= Entries supplied =
:::
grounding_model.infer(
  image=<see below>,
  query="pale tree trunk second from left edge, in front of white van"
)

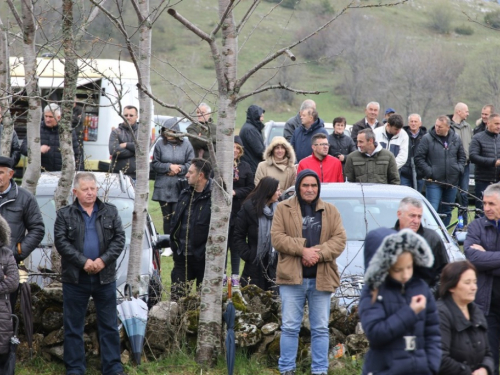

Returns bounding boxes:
[7,0,42,194]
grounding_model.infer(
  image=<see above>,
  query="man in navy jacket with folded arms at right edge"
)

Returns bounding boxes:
[464,183,500,375]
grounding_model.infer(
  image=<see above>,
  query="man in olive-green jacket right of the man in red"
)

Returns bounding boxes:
[344,129,401,185]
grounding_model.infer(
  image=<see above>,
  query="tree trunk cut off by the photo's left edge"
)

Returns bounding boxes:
[0,19,14,157]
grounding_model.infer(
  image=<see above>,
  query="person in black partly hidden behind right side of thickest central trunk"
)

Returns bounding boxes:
[229,136,255,286]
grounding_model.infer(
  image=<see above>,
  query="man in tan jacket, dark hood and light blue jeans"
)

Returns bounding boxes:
[271,169,346,375]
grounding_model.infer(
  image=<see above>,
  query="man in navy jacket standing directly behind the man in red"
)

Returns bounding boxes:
[290,108,328,163]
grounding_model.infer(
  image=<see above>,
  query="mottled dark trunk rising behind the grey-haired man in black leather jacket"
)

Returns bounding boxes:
[54,0,78,210]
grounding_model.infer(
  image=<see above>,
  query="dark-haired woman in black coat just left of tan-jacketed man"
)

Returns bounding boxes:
[233,177,281,290]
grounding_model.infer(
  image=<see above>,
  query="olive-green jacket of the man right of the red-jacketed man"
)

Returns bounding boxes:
[344,145,401,185]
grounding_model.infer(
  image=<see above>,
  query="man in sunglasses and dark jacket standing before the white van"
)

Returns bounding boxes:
[109,105,139,180]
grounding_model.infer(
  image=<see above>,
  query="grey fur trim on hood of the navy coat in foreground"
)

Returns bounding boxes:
[365,229,434,290]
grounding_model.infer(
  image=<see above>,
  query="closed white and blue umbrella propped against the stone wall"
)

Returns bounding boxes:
[117,284,148,365]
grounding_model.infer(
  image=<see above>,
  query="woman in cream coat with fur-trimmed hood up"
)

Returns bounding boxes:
[255,136,297,191]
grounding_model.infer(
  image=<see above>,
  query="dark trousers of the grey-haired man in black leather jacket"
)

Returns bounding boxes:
[63,272,123,375]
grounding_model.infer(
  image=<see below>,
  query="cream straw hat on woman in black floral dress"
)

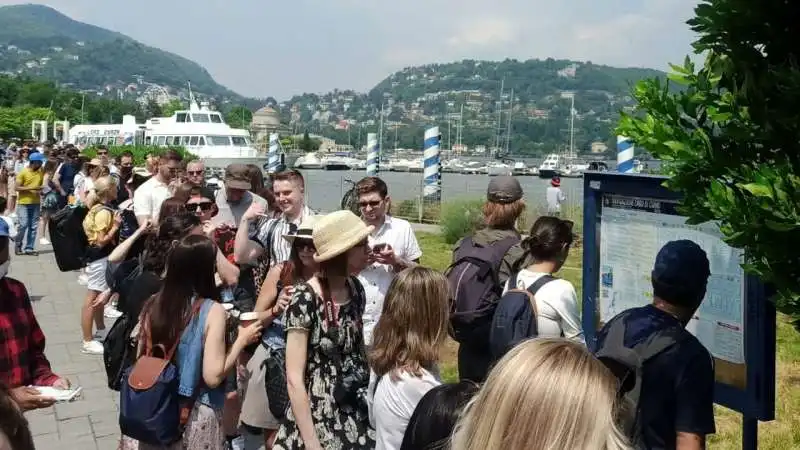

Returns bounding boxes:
[312,210,375,262]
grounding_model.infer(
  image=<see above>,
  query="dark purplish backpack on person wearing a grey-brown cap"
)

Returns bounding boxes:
[445,236,519,347]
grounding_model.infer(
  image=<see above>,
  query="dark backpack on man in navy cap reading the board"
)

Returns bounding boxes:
[594,311,689,448]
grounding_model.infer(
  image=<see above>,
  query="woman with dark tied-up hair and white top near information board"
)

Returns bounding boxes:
[505,216,583,343]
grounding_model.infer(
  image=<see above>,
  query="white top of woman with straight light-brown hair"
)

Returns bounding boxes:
[368,369,442,450]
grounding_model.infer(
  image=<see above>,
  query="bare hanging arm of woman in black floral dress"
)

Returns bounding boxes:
[286,328,322,450]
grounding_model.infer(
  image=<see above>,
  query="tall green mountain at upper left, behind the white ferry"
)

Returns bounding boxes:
[0,5,238,97]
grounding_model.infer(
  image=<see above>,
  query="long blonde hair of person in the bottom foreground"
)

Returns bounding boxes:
[451,338,631,450]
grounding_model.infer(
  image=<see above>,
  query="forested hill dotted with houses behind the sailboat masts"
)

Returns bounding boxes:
[279,59,664,154]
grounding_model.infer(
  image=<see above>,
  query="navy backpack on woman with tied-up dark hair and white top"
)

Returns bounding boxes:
[489,273,557,361]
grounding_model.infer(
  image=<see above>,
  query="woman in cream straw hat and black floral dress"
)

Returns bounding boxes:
[273,211,375,450]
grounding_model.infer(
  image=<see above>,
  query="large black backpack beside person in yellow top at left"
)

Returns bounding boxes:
[48,206,89,272]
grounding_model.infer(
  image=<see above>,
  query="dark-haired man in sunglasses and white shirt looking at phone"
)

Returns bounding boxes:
[356,177,422,345]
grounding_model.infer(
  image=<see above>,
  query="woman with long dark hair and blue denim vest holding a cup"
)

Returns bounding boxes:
[120,235,262,450]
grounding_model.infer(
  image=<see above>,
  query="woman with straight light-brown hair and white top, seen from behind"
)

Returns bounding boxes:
[369,266,449,450]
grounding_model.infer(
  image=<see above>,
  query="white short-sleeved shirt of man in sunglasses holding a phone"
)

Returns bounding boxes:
[358,215,422,345]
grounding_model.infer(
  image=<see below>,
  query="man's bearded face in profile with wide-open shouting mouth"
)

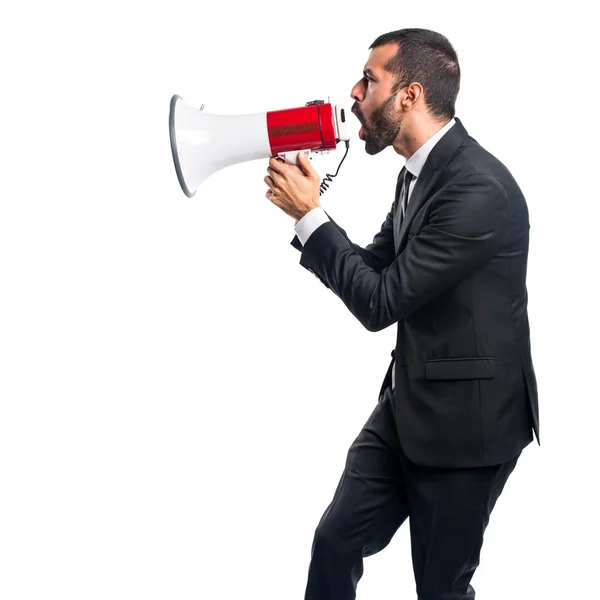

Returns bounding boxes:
[350,44,402,154]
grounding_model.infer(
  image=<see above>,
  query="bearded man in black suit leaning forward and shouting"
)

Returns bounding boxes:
[265,29,539,600]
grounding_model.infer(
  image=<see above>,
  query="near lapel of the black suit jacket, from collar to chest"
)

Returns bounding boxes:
[394,119,468,254]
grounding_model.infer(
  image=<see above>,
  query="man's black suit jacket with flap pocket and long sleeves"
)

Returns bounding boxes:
[291,119,540,467]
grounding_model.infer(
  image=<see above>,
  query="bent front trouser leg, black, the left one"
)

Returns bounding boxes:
[305,392,408,600]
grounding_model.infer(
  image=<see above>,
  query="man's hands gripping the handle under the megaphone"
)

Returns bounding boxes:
[265,152,321,221]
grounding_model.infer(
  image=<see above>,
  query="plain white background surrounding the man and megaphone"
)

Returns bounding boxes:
[0,0,600,600]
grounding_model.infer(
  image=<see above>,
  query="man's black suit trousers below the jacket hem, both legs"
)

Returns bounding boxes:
[305,386,520,600]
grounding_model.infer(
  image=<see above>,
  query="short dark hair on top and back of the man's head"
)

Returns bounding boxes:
[369,28,460,119]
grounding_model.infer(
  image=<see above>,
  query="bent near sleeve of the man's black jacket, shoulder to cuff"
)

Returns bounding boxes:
[300,173,508,331]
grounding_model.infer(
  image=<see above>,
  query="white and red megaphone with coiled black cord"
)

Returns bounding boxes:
[169,95,350,198]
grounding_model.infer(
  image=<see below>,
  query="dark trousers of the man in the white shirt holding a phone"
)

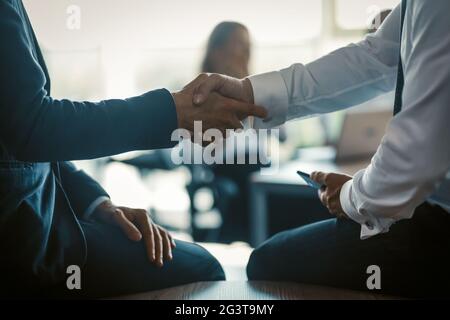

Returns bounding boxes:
[247,204,450,298]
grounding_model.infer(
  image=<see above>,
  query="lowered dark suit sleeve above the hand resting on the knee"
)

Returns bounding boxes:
[59,161,109,219]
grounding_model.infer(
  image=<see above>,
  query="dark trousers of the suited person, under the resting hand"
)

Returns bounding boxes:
[58,222,225,298]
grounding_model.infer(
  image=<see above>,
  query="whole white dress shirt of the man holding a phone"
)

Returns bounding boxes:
:::
= What needs to be done =
What lines in the data above contain the word "brown"? Copy them all.

= Solved problem =
  query="dark purplish backpack on person wearing a grey-brown cap"
  query="white top of woman with straight light-brown hair"
  query="woman with straight light-brown hair and white top, seen from behind"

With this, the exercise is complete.